▶ Instruction A:
Identify every line in the records that contains the word "black", and copy each of those lines out.

▶ Document segment:
At 20% obedience, directives are more like guidelines...loose ones, at that. They basically do whatever they want to, irregardless of what's best for them to do. No direct orders can be given. At this level, a unit will almost always obey command flags; the higher the price, the higher the chance. They need to be paid to obey stay away flags. This is the level of the lowlife heroes more or less.

At 0% obedience, no input from the player can be given whatsoever, though they will still acknowledge flags most of the time especially if the price is high enough. This is occasionally seen from heroes, but mostly is a special curse from hell to be inflicted with.

This obedience system is where the heart and soul of the gameplay lies. The cannon fodder units have higher obedience; they act on their own but mostly act on the players' directives. Henchmen have medium obedience because they have a higher level of independence; they act on their own primarily but take heavy input from the player.

And Heroes have lower obedience because they are potentially fully self-automated; they act almost exclusively on their own and only rarely do they take some input from the player.

This obedience factor is where the hybrid between the RTS elements of games like Age of Empires meets the fantasy sim elements of Majesty. Low Obedience = acts like Majesty characters, in that you can't do anything to really force them to do something. High obedience = acts like RTS units, in that you can tell them what to do.

And yes, these units will do things like raid lairs, attack enemy settlements, and the like all on their own.

This is what I feel makes my game I invented truly unique. I don't think anything like this has been done before, and yet I think that if it could be pulled off it would be absolutely amazing to see.

▶ Instruction B:
Set down, word for word, the part of the passage on unit obedience starting with "At 20% obedience, directives" and going on through "more or less.".

▶ Data shown:
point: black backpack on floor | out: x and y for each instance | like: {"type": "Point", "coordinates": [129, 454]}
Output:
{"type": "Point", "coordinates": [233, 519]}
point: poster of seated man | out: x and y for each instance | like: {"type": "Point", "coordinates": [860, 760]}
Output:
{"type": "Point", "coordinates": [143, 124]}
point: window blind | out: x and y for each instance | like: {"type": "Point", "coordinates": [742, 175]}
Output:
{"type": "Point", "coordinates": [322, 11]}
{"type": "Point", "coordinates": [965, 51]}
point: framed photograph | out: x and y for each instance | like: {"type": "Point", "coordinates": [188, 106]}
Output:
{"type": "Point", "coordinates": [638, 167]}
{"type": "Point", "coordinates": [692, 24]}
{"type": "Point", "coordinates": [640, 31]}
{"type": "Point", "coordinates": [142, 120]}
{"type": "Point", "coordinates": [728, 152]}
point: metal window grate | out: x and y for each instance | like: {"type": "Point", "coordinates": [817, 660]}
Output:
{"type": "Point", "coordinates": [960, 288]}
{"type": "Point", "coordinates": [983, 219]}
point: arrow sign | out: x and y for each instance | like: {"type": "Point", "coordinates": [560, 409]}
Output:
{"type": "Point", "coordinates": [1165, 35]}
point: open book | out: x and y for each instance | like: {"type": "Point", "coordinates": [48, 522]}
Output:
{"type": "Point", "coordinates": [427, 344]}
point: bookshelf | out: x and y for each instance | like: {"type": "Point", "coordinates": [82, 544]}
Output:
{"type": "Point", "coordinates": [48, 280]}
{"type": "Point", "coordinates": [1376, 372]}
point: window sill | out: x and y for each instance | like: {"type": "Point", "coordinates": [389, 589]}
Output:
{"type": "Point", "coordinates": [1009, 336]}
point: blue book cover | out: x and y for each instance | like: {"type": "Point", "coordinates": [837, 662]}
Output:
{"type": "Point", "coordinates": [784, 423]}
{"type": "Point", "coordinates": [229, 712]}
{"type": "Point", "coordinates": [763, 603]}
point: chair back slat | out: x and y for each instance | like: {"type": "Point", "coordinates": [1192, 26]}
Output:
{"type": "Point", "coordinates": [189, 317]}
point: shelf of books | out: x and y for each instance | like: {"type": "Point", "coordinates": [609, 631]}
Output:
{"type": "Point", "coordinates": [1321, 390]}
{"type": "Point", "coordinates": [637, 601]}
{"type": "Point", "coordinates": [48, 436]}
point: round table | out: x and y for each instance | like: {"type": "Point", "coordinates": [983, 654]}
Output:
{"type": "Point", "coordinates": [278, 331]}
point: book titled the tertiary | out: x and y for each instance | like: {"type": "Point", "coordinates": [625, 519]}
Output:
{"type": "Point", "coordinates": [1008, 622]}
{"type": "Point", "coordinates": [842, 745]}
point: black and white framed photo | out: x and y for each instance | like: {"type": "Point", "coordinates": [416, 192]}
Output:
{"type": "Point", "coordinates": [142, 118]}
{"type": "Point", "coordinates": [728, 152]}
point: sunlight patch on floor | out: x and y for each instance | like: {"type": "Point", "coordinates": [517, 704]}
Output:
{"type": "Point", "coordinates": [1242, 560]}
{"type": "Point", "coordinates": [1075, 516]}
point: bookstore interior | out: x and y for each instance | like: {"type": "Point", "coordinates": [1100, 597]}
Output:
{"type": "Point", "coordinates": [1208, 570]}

▶ Exercise response A:
point: black backpack on floor | out: x and y for each instance | like: {"type": "Point", "coordinates": [129, 454]}
point: black and white framed photo | out: x and y for each instance | like: {"type": "Point", "coordinates": [416, 192]}

▶ Exercise response B:
At 20% obedience, directives are more like guidelines...loose ones, at that. They basically do whatever they want to, irregardless of what's best for them to do. No direct orders can be given. At this level, a unit will almost always obey command flags; the higher the price, the higher the chance. They need to be paid to obey stay away flags. This is the level of the lowlife heroes more or less.